INFORMATION GIVEN =
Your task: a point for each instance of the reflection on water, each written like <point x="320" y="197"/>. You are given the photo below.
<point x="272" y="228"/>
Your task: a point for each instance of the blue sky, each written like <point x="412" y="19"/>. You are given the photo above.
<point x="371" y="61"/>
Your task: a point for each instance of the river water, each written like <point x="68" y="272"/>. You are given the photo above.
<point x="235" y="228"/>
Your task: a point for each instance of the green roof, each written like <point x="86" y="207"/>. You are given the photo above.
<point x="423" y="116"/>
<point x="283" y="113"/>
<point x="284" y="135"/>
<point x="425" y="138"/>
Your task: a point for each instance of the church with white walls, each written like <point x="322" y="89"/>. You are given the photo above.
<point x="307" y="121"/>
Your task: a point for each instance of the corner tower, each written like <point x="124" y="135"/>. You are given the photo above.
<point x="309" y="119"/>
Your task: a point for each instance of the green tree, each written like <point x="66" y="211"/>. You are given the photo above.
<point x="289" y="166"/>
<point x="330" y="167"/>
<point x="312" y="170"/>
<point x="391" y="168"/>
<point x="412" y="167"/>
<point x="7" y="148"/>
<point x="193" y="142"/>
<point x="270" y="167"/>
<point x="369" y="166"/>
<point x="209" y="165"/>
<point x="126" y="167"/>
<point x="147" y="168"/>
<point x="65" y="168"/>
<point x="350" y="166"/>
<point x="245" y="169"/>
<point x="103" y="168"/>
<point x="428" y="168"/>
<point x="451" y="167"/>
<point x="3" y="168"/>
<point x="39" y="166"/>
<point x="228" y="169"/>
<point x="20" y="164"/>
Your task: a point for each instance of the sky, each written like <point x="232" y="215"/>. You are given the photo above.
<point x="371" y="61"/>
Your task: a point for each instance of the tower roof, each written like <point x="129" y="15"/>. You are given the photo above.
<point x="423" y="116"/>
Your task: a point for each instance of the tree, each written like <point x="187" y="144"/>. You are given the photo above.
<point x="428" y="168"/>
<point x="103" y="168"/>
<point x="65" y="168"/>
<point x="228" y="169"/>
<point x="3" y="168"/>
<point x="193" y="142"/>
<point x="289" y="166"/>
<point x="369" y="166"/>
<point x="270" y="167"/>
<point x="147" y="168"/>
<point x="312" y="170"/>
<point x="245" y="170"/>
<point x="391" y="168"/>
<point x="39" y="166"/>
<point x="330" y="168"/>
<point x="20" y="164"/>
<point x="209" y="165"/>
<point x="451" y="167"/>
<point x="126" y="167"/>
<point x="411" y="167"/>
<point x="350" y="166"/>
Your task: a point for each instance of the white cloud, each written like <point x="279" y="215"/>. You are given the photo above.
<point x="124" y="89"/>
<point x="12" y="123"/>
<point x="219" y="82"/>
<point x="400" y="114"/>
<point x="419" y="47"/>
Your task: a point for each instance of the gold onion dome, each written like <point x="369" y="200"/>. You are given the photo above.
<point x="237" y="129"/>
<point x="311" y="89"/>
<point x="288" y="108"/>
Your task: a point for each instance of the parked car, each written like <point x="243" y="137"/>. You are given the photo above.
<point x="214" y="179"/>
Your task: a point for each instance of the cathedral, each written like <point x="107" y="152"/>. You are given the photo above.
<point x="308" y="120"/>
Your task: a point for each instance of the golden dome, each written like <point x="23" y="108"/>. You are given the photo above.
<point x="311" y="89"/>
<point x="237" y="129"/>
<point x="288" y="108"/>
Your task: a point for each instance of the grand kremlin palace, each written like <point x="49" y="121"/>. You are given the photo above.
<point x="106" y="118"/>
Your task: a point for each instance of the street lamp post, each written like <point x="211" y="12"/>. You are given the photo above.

PROMPT = Every entry must be output again, exactly as written above.

SOLUTION FOR THIS PROBLEM =
Your task: a point for each instance of the reflection on water, each written like <point x="320" y="197"/>. You are given the photo below.
<point x="272" y="228"/>
Your task: a point for each instance of the blue sky, each written like <point x="412" y="19"/>. You are given the photo above.
<point x="371" y="61"/>
Your task: a point for each instance of the river water, each written like <point x="68" y="272"/>. You are given the photo above.
<point x="235" y="228"/>
Your task: a point for each instance of the green roof, each written like <point x="86" y="207"/>. You are given the photo above.
<point x="423" y="116"/>
<point x="283" y="113"/>
<point x="284" y="135"/>
<point x="425" y="138"/>
Your task: a point for each instance of the church with white walls, each written like <point x="322" y="89"/>. You are given the photo above.
<point x="307" y="121"/>
Your task: a point for each instance of the corner tower, each written like <point x="124" y="135"/>. You are given the photo above.
<point x="309" y="119"/>
Your task: a point for each instance of the green tree, each written like <point x="66" y="211"/>. You are given the photo above.
<point x="289" y="166"/>
<point x="330" y="167"/>
<point x="312" y="170"/>
<point x="391" y="168"/>
<point x="412" y="167"/>
<point x="7" y="148"/>
<point x="193" y="142"/>
<point x="270" y="167"/>
<point x="369" y="166"/>
<point x="209" y="165"/>
<point x="126" y="167"/>
<point x="147" y="168"/>
<point x="65" y="168"/>
<point x="350" y="166"/>
<point x="245" y="169"/>
<point x="103" y="168"/>
<point x="428" y="168"/>
<point x="451" y="167"/>
<point x="3" y="168"/>
<point x="39" y="166"/>
<point x="228" y="169"/>
<point x="20" y="164"/>
Your task: a point for each instance of the sky, each written like <point x="232" y="215"/>. You are given the photo above.
<point x="371" y="61"/>
Your task: a point for each instance of the tower roof, each written like <point x="129" y="15"/>. You are given the photo above.
<point x="423" y="116"/>
Your task: a point for each instance of the tree, each written like <point x="187" y="144"/>. You are given the photo above.
<point x="428" y="168"/>
<point x="103" y="168"/>
<point x="65" y="168"/>
<point x="228" y="169"/>
<point x="3" y="168"/>
<point x="193" y="142"/>
<point x="289" y="166"/>
<point x="369" y="166"/>
<point x="270" y="167"/>
<point x="147" y="168"/>
<point x="312" y="170"/>
<point x="245" y="170"/>
<point x="391" y="168"/>
<point x="39" y="166"/>
<point x="330" y="168"/>
<point x="20" y="164"/>
<point x="209" y="165"/>
<point x="451" y="167"/>
<point x="126" y="167"/>
<point x="411" y="167"/>
<point x="350" y="166"/>
Your task: a point for each instance of the white cloud, each written like <point x="279" y="215"/>. You are given the photo above.
<point x="124" y="89"/>
<point x="12" y="123"/>
<point x="219" y="82"/>
<point x="400" y="114"/>
<point x="419" y="47"/>
Your task: a point for each instance of the gold onion dome, each written like <point x="369" y="200"/>. You are given the photo above.
<point x="237" y="129"/>
<point x="311" y="89"/>
<point x="288" y="108"/>
Your task: a point for each instance of the parked car, each written like <point x="243" y="137"/>. You are given the photo above.
<point x="214" y="179"/>
Your task: a point for each instance of the cathedral, each written like <point x="107" y="152"/>. You are given the photo above.
<point x="308" y="120"/>
Your task: a point for each instance of the golden dome, each written like <point x="23" y="108"/>. You are given the photo above.
<point x="311" y="89"/>
<point x="237" y="129"/>
<point x="288" y="108"/>
Your task: a point for each instance of the grand kremlin palace, each written like <point x="49" y="121"/>. You are given the photo above.
<point x="106" y="118"/>
Your task: a point for each instance of the street lamp post, each written like <point x="211" y="12"/>. You are given the photo above.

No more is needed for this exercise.